(What you have to do):
Repeat every entry exactly. Leave nothing out.

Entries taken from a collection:
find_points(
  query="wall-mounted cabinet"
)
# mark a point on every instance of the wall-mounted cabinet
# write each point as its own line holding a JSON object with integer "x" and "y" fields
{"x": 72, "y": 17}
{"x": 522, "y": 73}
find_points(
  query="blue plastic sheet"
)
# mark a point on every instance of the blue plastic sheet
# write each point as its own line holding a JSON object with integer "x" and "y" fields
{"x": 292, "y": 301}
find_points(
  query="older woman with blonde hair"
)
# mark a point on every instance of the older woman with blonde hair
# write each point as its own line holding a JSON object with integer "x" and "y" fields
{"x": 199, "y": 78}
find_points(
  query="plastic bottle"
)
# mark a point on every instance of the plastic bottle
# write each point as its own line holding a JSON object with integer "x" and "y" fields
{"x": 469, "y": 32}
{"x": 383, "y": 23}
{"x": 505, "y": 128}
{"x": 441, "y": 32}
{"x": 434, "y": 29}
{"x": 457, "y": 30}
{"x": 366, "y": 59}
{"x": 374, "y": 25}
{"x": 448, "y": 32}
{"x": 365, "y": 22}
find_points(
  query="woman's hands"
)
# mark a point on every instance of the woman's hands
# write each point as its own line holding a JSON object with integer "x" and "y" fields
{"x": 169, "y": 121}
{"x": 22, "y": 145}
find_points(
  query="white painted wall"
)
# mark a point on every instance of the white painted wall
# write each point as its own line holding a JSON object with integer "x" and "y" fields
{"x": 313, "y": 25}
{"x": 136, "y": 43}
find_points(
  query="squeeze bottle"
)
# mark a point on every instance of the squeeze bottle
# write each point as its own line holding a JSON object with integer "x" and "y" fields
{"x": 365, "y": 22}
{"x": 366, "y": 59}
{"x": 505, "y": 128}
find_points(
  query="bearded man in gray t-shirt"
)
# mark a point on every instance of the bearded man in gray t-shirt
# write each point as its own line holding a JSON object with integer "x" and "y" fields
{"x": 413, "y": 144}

(Solution for this problem):
find_points(
  query="wall-mounted cabinet"
)
# mark a point on every instance of the wall-mounted cabinet
# write each point as its own line holding a JSON object with integer "x" and "y" fields
{"x": 72, "y": 17}
{"x": 522, "y": 73}
find_points(
  query="blue plastic sheet"
)
# mark a point on every instance of the blue plastic sheet
# write each point as its own line holding a JSON object with integer "x" and "y" fields
{"x": 292, "y": 301}
find_points(
  query="older woman with blonde hair"
)
# mark a point on every instance of the older woman with blonde hair
# write each point as its own line holding a JSON object with integer "x" and "y" fields
{"x": 199, "y": 78}
find_points(
  query="plastic bottle"
)
# mark a point on every instance of the plastic bottle
# write each point as its own line holding a JSON object with integer "x" and "y" fields
{"x": 469, "y": 32}
{"x": 383, "y": 23}
{"x": 505, "y": 128}
{"x": 441, "y": 32}
{"x": 434, "y": 29}
{"x": 457, "y": 30}
{"x": 366, "y": 59}
{"x": 374, "y": 25}
{"x": 448, "y": 32}
{"x": 365, "y": 22}
find_points(
  query="woman's hands"
)
# mark a point on every instance of the woman's hands
# write each point as its own line holding a JSON object with integer "x" and "y" fields
{"x": 169, "y": 121}
{"x": 22, "y": 145}
find_points(
  query="white painted wall"
)
# mark a point on every instance of the white painted wall
# write each point as its own line holding a JSON object with integer "x" and "y" fields
{"x": 313, "y": 25}
{"x": 136, "y": 43}
find_points(
  query="squeeze bottle"
)
# mark a point on every instance of the squeeze bottle
# write each point as its own line holding a JSON object with integer "x" and "y" fields
{"x": 365, "y": 22}
{"x": 366, "y": 59}
{"x": 505, "y": 128}
find_points(
  query="bearded man in gray t-shirt"
)
# mark a point on every instance of the bearded man in gray t-shirt
# write each point as its own line holding a JSON object with integer "x" and "y" fields
{"x": 413, "y": 144}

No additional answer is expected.